● TUGAS YANG DISELESAIKAN:
Tolong tulis ulang dengan persis teks tentang humas di bawah ini, semuanya mulai dari "Untuk menangani krisis" sampai ke "di mata masyarakat.".

● KUTIPAN YANG DITAMPILKAN:
┌──

Untuk menangani krisis tersebut perlu manajemen krisis yang baik dari suatu instansi, terutama dari pihak kehumasan. Karena humas adalah perpanjangan tangan dari instansi itu sendiri. Humas adalah gerbang atau penyambung antara suatu instansi terhadap pihak-pihak eksternalnya. Mengaca dari kasus di atas, tentu pihak kepolisian juga memerlukan tindakan manajemen humas yang baik dan cepat. Karena kasus ini bahkan tidak hanya berpotensi menurunkan citra kepolisian Lombok Tengah itu sendiri. namun bahkan bisa menurunkan citra polisi secara umum atau keseluruhan di mata masyarakat.

└──

(Entri Tersimpan)
┌──

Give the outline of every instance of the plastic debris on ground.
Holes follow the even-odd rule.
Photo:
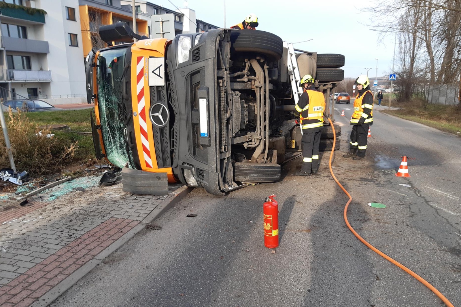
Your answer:
[[[401,183],[400,185],[403,185],[403,186],[406,186],[408,188],[411,187],[411,185],[406,185],[403,183]]]
[[[96,186],[99,182],[99,176],[80,177],[46,190],[34,196],[34,198],[40,202],[50,202],[71,192]]]
[[[41,136],[43,135],[43,133],[41,133],[41,131],[39,131],[38,133],[36,133],[35,135],[37,136]],[[46,136],[48,139],[51,139],[51,138],[54,136],[54,133],[47,133]]]
[[[0,179],[4,181],[22,185],[23,181],[27,181],[29,179],[29,174],[25,171],[18,174],[11,168],[2,168],[0,170]]]
[[[386,205],[379,203],[369,203],[368,206],[372,207],[373,208],[385,208]]]

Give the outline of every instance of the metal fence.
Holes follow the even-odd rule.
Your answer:
[[[426,97],[430,104],[458,105],[459,85],[437,84],[426,88]]]

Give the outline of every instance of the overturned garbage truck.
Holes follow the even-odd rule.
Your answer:
[[[314,77],[327,102],[343,78],[343,56],[296,52],[262,31],[149,39],[120,23],[99,32],[116,43],[86,60],[97,157],[215,195],[279,180],[281,164],[301,151],[300,73]],[[117,43],[132,38],[139,40]],[[338,149],[331,127],[323,132],[320,150]]]

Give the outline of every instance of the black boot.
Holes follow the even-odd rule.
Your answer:
[[[295,172],[295,176],[310,176],[310,173],[306,173],[302,169],[298,169]]]
[[[343,156],[344,158],[352,158],[353,156],[355,156],[356,152],[357,152],[357,148],[351,148],[349,150],[347,154],[343,155]]]

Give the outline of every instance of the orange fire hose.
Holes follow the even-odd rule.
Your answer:
[[[411,275],[414,278],[418,279],[418,280],[420,282],[425,286],[428,288],[433,292],[435,293],[435,294],[437,296],[438,296],[441,300],[443,301],[443,302],[445,303],[445,304],[447,306],[448,306],[448,307],[454,307],[453,304],[452,304],[451,302],[450,302],[450,301],[449,301],[446,297],[443,296],[443,294],[441,293],[438,290],[434,288],[433,286],[429,284],[425,279],[424,279],[424,278],[423,278],[422,277],[418,275],[417,274],[416,274],[413,271],[408,268],[402,264],[400,263],[396,260],[393,259],[390,257],[389,257],[385,254],[384,254],[384,253],[381,251],[380,250],[377,249],[376,247],[375,247],[372,244],[367,242],[366,241],[365,241],[365,239],[361,237],[360,235],[357,233],[357,232],[354,230],[354,228],[353,228],[352,227],[350,226],[350,224],[349,224],[349,221],[347,219],[347,209],[348,207],[349,206],[349,204],[350,203],[350,202],[352,201],[352,197],[350,196],[350,194],[349,194],[348,192],[348,191],[346,191],[346,189],[344,188],[344,187],[343,187],[343,185],[341,185],[341,184],[339,183],[339,181],[338,181],[337,179],[336,179],[336,177],[335,176],[335,174],[333,174],[333,170],[331,169],[331,159],[333,158],[333,154],[334,151],[335,145],[336,143],[336,131],[335,131],[334,127],[333,125],[333,123],[331,122],[331,120],[330,119],[330,118],[328,118],[328,121],[330,122],[330,124],[331,125],[331,127],[332,128],[333,128],[332,129],[333,135],[334,137],[333,139],[333,149],[331,150],[331,154],[330,154],[330,160],[329,161],[329,166],[330,167],[330,173],[331,174],[331,177],[333,177],[333,179],[336,182],[336,183],[339,186],[339,187],[340,187],[341,189],[343,191],[344,191],[344,192],[346,193],[346,195],[347,195],[348,197],[349,197],[349,200],[348,201],[348,202],[346,203],[346,206],[344,207],[344,221],[346,222],[346,225],[347,225],[347,226],[349,228],[349,230],[350,230],[350,231],[352,232],[352,233],[353,233],[354,235],[355,236],[355,237],[356,237],[359,239],[359,240],[361,241],[362,243],[363,243],[363,244],[366,245],[366,246],[369,249],[370,249],[373,251],[375,252],[375,253],[376,253],[378,255],[379,255],[384,259],[386,259],[388,261],[389,261],[391,263],[397,266],[401,269],[405,271],[406,272]]]

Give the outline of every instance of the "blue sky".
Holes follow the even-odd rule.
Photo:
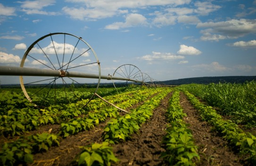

└──

● JAWABAN LATIHAN:
Untuk menangani krisis tersebut perlu manajemen krisis yang baik dari suatu instansi, terutama dari pihak kehumasan. Karena humas adalah perpanjangan tangan dari instansi itu sendiri. Humas adalah gerbang atau penyambung antara suatu instansi terhadap pihak-pihak eksternalnya. Mengaca dari kasus di atas, tentu pihak kepolisian juga memerlukan tindakan manajemen humas yang baik dan cepat. Karena kasus ini bahkan tidak hanya berpotensi menurunkan citra kepolisian Lombok Tengah itu sendiri. namun bahkan bisa menurunkan citra polisi secara umum atau keseluruhan di mata masyarakat.